_Document excerpt:_
+--

It is my great pleasure to invite all of you to the 7th Asian Network of Research Resource Centers (ANRRC) International Meeting to be held from September 16th to 18th, 2015 in Incheon, Korea.
The meeting would never be possible without the great efforts of Dr. Yeonhee Lee, the founding president of ANNRC and the Director General of Korea National Research Resource Center, and her colleagues, especially Dr. Kyungsook Ahn.
The goal of the ANRRC is to facilitate access to research resources to improve the welfare of Asian peoples by promoting the sciences, technologies, and innovations in Asia.
Thanks to Professor Yeonhee Lee, the ANRRC has been growing rapidly ever since its establishment and its members are now 97 institutions of 14 countries.
In this meeting, I hope to hear active discussions among the members on two recently developing issues surrounding resource centers.
The first is the Nagoya Protocol that entered into force in October, 2014 after over 50 countries ratified.
Some countries have already implemented the necessary measures while many counties are still in process of ratifying the Protocol.

+--

_Data provided:_

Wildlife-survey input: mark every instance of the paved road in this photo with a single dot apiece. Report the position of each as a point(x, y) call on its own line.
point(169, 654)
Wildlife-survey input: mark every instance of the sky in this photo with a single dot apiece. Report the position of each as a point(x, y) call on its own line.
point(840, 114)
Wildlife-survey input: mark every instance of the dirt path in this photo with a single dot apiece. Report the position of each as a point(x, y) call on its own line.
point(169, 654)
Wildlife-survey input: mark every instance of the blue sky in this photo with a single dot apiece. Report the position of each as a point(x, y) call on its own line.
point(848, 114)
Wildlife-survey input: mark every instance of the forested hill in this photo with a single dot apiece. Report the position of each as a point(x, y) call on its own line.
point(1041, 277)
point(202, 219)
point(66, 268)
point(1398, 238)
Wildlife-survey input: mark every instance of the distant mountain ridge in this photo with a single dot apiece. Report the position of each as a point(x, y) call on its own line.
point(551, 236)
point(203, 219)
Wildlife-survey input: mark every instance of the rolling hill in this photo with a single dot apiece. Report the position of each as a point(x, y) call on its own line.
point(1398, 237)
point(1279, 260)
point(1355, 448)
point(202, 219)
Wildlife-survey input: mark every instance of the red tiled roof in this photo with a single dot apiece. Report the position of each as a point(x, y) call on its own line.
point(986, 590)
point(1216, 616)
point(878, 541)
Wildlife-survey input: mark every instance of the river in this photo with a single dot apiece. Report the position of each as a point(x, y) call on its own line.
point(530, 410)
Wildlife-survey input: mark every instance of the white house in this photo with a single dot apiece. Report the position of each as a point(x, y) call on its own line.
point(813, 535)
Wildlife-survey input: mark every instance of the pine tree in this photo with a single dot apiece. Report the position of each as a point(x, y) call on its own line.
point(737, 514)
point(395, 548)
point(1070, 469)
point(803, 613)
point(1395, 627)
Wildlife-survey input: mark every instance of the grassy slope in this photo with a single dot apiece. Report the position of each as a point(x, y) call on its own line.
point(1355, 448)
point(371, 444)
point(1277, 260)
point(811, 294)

+--

_What to do:_
#1 Restate word for word the passage of the ANRRC meeting invitation from "Thanks to Professor" to "surrounding resource centers.".
#2 Answer these questions from the ANRRC meeting invitation:
(a) On what dates and in what city is the 7th International Meeting to be held?
(b) How many institutions, from how many countries, are now ANRRC members?
(c) In what month and year did the Nagoya Protocol enter into force?

_Responses for each task:_
#1
Thanks to Professor Yeonhee Lee, the ANRRC has been growing rapidly ever since its establishment and its members are now 97 institutions of 14 countries.
In this meeting, I hope to hear active discussions among the members on two recently developing issues surrounding resource centers.

#2
(a) September 16th to 18th, 2015, in Incheon, Korea.
(b) 97 institutions from 14 countries.
(c) October 2014.